┏━━

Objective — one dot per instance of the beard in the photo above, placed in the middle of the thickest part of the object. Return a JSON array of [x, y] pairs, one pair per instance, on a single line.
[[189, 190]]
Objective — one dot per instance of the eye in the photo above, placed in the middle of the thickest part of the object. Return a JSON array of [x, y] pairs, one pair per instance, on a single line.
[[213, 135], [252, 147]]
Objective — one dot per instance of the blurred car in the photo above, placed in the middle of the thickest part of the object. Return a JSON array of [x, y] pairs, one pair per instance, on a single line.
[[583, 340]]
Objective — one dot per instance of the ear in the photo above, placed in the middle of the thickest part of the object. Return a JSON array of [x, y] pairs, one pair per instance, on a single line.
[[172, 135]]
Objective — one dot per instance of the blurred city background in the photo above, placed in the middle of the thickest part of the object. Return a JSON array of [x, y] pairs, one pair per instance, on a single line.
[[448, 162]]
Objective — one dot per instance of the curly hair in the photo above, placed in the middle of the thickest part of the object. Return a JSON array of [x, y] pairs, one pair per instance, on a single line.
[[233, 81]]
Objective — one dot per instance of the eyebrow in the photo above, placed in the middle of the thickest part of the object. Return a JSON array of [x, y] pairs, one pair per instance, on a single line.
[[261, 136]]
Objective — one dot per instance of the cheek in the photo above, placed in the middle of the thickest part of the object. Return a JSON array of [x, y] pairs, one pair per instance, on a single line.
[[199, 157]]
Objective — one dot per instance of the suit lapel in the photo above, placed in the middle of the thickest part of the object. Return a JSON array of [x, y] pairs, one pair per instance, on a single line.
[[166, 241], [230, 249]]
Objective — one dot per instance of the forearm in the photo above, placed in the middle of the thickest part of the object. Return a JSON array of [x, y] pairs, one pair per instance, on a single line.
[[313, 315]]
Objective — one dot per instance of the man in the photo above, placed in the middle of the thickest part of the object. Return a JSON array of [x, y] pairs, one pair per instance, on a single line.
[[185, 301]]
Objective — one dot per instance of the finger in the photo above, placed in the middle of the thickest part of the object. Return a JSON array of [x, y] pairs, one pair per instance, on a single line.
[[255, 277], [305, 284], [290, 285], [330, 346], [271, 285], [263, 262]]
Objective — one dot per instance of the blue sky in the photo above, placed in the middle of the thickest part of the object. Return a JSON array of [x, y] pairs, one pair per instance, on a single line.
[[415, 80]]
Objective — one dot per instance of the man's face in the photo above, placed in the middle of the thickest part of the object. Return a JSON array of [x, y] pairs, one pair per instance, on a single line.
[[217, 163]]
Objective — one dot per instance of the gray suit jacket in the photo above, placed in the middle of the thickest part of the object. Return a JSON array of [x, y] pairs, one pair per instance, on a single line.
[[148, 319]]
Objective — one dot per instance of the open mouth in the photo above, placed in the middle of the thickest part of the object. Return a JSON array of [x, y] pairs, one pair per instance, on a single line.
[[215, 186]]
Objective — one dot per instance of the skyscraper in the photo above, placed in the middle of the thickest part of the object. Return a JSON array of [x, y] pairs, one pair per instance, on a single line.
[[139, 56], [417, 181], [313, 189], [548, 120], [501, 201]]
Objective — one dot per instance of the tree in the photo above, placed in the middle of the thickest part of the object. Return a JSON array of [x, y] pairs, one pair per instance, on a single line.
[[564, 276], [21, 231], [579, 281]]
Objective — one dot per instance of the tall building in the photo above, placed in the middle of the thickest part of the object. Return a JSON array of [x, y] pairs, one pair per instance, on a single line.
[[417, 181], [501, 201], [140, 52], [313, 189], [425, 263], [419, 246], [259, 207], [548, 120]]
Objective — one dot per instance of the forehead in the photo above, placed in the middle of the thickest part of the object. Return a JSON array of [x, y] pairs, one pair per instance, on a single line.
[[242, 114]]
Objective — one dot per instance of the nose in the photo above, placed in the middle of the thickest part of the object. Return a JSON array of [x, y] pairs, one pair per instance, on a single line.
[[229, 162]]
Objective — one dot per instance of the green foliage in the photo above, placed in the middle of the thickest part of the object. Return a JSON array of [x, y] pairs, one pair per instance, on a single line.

┗━━

• **TO DO**:
Type out the records above again, exactly the same.

• **RESPONSE TO THE TASK**:
Objective — one dot per instance of the beard in the photo above, placed in the middle of the thickest part of the object. Return a JSON array of [x, y] pairs, one pair per instance, on a single line.
[[189, 190]]
Objective — one dot per instance of the eye in the photo above, placed in the middle of the thickest part of the object. Return a JSON array of [x, y] pairs, one pair per instance, on a single line.
[[213, 135], [252, 147]]
Objective — one dot per instance of the blurred car in the photo above, placed in the middle of the thickest part of the object. Return a JSON array of [x, y] pairs, one pair per instance, on a single line.
[[583, 340]]
Objective — one dot per instance of the ear in the photo above, placed in the middle of the thickest part of the object. Return a JSON array of [x, y] pairs, one pair per instance, on a single line.
[[172, 135]]
Objective — one dot per instance of the blurred city background in the photo above, placed in the middle of the thickest part of the object. Return a JSON array of [x, y] pairs, one pair per instance, on a single line.
[[448, 162]]
Objective — one dot per instance of the curly hair in the photo above, placed in the middle of the thickest part of the object. Return a JSON array of [x, y] pairs, one pair per instance, on a single line.
[[233, 81]]
Objective — one dot per instance of the eyebrow in the photo above, placed in the middle of the thickest part of the object. Return a JSON array of [x, y] pairs, one pair per instance, on a single line.
[[261, 136]]
Objective — one dot per instance of the cheek in the photo above, placed in the middle of the thickest part of the object. Return a JSON array of [x, y] pairs, one pair per instance, on a single line.
[[199, 157]]
Objective — one dot per instance of the suit lapel in the photo above, placed in the middle of the thickest part of the object. Return a JSON array of [x, y] pairs, one pair per instance, on a single line.
[[166, 241], [230, 249]]
Objective — one dot per instance of the forearm in the photo above, placed in the middle of the thickest part of the object. Return a JSON array of [x, y] pairs, one pair per instance, on a single line.
[[313, 315]]
Objective — one dot per instance of the man in the photo above, placed in the middle of the thickest part of the object. Return a JSON array of [x, y] pairs, one pair per instance, on a single line.
[[185, 301]]
Objective — one dot per instance of the finger in the photo above, placed in the middle of the thickest part of the object. Return a JSON array of [x, y] pairs, one pair per instance, on a single line.
[[255, 277], [305, 284], [290, 285], [330, 346], [271, 285], [263, 262]]
Objective — one dot per instance of the blue sky in the photo above, placed in the middle of the thickest part of the object. Return a JSON array of [x, y] pairs, one pair per instance, on a single line.
[[415, 80]]
Objective — one dot per instance of the man's face in the photo above, placed in the middle of the thickest part of the object. Return a JSON array of [x, y] pairs, one pair per instance, on a single line.
[[217, 163]]
Objective — one dot per instance of the gray suit jacket in the photo above, placed in the middle of the thickest part of the object. Return a JSON array of [x, y] pairs, one pair per instance, on a single line.
[[148, 319]]
Objective — one dot per instance of the open mouth in the photo above, placed in the middle of the thickest part of the object. Return a JSON array of [x, y] pairs, one pair per instance, on a single line.
[[215, 186]]
Objective — one dot per instance of the skyscraper in the photo above, placed in the middle of the thickest part of the object. Return a JSON array of [x, y] pairs, one pair per instance, on a single line.
[[139, 56], [417, 181], [313, 189], [548, 120], [501, 201]]
Objective — one dot per instance of the tree in the photo above, placed in the middle of the thickest part of the object. Return a JSON array of [x, y] pairs, one pair per instance, on a single line.
[[564, 276], [21, 231], [579, 281]]
Objective — one dot per instance of the tall building in the photo above, placed in the middle of the thickest part of the object. Return a JSON array of [x, y] pairs, one pair per instance, on a single line.
[[417, 181], [501, 201], [140, 52], [313, 189], [425, 263], [419, 246], [259, 207], [548, 120]]
Objective — one dot per instance of the forehead in the photo above, placed in the middle of the thickest part of the object. Return a JSON array of [x, y] pairs, one pair per instance, on a single line.
[[242, 114]]
Objective — one dot per instance of the nose in the photo above, placed in the middle of the thickest part of the object. Return a JSON array of [x, y] pairs, one pair per instance, on a single line.
[[229, 162]]
Objective — one dot per instance of the green foliage in the photo above, placed in the middle of the thickest part of the object. Return a JSON array of [x, y] pairs, one pair per instance, on a single line.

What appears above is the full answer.